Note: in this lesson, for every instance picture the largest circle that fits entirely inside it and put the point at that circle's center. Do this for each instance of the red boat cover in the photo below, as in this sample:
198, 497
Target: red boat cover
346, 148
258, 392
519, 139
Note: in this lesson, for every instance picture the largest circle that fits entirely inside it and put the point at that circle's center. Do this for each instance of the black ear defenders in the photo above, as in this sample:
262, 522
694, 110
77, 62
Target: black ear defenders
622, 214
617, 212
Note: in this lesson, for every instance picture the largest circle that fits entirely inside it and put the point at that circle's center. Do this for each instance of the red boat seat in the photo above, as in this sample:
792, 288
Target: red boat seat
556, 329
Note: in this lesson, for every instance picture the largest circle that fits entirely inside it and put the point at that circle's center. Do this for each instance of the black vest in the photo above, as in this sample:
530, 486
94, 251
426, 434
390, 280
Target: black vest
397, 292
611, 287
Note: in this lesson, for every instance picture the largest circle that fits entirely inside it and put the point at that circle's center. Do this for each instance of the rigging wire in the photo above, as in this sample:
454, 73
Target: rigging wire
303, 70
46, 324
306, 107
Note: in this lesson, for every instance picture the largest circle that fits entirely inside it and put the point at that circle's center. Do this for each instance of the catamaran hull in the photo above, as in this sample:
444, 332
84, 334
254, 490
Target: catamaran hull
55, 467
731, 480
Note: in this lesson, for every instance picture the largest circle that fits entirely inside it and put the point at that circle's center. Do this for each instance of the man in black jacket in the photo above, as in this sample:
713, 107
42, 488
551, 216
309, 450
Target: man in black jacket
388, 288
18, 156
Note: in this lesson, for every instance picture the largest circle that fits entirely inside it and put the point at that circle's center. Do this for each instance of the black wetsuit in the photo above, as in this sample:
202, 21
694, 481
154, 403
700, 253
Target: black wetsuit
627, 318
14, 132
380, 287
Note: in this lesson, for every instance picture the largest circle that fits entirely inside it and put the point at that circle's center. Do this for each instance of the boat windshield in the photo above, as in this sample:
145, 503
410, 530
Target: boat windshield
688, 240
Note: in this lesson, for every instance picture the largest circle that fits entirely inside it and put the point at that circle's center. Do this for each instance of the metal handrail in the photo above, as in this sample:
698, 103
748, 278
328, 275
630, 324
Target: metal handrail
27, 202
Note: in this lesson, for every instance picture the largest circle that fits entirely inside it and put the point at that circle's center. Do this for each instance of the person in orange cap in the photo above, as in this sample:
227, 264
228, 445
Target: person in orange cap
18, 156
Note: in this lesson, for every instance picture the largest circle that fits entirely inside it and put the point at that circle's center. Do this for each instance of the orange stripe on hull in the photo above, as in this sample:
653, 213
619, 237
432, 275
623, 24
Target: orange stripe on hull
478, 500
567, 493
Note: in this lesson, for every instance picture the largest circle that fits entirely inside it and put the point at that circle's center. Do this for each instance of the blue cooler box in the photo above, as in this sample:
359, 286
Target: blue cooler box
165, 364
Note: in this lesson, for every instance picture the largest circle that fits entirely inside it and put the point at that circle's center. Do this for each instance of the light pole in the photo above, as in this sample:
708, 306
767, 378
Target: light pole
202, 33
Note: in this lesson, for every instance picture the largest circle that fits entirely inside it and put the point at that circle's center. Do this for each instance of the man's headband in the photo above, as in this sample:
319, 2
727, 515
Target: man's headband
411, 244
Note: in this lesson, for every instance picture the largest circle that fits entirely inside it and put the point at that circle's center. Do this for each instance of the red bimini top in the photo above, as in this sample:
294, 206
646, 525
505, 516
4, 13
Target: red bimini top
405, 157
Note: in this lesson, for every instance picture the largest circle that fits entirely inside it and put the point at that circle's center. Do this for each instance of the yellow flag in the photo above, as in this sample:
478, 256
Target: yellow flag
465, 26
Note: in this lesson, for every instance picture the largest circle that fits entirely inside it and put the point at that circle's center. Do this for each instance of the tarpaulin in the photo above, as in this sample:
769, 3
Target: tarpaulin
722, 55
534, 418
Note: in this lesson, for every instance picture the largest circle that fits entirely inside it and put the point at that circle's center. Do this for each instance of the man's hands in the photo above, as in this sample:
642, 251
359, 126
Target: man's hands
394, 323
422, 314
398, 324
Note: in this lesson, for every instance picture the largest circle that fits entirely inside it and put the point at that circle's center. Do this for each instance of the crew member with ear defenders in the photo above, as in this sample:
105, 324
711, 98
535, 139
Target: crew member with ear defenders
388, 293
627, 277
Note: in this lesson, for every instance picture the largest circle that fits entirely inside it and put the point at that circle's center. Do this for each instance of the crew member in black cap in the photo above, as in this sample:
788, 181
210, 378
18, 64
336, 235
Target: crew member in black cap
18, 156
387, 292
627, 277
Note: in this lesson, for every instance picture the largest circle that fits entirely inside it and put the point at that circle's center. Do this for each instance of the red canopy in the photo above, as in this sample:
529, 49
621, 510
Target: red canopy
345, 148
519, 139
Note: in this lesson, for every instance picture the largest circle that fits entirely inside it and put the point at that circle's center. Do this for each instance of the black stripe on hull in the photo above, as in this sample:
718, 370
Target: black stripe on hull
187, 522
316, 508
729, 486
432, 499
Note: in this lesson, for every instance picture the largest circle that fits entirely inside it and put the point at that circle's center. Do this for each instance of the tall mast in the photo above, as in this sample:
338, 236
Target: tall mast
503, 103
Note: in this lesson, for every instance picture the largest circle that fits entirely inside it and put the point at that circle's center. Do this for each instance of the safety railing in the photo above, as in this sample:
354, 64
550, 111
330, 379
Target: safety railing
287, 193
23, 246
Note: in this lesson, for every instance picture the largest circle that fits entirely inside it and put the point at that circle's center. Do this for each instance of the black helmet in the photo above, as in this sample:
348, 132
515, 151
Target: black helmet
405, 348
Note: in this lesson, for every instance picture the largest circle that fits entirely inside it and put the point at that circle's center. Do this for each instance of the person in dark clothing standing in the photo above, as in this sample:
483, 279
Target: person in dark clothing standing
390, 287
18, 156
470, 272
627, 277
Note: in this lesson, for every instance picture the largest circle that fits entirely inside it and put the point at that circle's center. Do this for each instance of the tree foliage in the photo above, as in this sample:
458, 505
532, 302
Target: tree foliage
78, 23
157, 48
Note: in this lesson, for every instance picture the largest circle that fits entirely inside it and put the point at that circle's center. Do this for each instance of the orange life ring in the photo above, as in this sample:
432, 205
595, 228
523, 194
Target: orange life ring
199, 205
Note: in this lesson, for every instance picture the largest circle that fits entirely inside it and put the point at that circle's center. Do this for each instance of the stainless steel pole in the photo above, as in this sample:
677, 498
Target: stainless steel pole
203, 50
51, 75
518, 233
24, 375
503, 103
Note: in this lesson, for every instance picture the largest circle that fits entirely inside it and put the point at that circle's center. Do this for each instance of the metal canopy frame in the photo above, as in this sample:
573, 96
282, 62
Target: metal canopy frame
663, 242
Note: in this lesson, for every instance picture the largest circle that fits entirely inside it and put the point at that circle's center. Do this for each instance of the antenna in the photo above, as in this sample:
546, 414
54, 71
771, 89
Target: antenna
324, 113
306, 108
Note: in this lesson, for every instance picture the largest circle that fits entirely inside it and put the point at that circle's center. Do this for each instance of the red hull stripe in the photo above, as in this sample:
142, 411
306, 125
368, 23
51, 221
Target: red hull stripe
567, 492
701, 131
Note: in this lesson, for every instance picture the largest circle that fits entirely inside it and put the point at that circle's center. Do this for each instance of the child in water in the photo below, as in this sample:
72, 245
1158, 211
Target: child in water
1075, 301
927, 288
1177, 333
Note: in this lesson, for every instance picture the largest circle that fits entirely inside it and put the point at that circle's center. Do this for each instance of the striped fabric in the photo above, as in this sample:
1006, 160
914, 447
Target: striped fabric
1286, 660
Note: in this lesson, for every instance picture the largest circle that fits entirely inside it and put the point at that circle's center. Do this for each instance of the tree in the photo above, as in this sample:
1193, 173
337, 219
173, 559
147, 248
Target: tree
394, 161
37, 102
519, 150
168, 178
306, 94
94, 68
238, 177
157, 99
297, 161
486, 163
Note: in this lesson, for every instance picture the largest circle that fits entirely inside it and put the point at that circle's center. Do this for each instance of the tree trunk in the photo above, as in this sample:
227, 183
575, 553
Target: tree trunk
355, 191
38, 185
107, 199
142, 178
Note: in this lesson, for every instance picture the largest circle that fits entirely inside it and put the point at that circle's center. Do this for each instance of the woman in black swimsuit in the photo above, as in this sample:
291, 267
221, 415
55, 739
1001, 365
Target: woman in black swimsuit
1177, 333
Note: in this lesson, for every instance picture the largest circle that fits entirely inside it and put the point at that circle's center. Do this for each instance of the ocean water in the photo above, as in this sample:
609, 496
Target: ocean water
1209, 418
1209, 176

☆ ☆ ☆ ☆ ☆ ☆ ☆

TASK STATEMENT:
Return exactly the lines of the data, and only those, from the line with "of the woman" through the last line, inclusive.

SOLVED PROBLEM:
Note: in this lesson, for every instance picture the largest circle that fits entirely inside it and put the point at that circle's center. Do this for each instance of the woman in black swimsuit in the photo above, as in this sample:
291, 267
221, 415
55, 739
1001, 365
Target: woman in black swimsuit
1177, 333
Note: in this lesson, for every instance picture the largest circle that fits entirely inside it and put the point at that circle's center. Do this for each instance of the ocean water in the photo above, as in this sample:
609, 496
Target: ocean water
1209, 418
1209, 176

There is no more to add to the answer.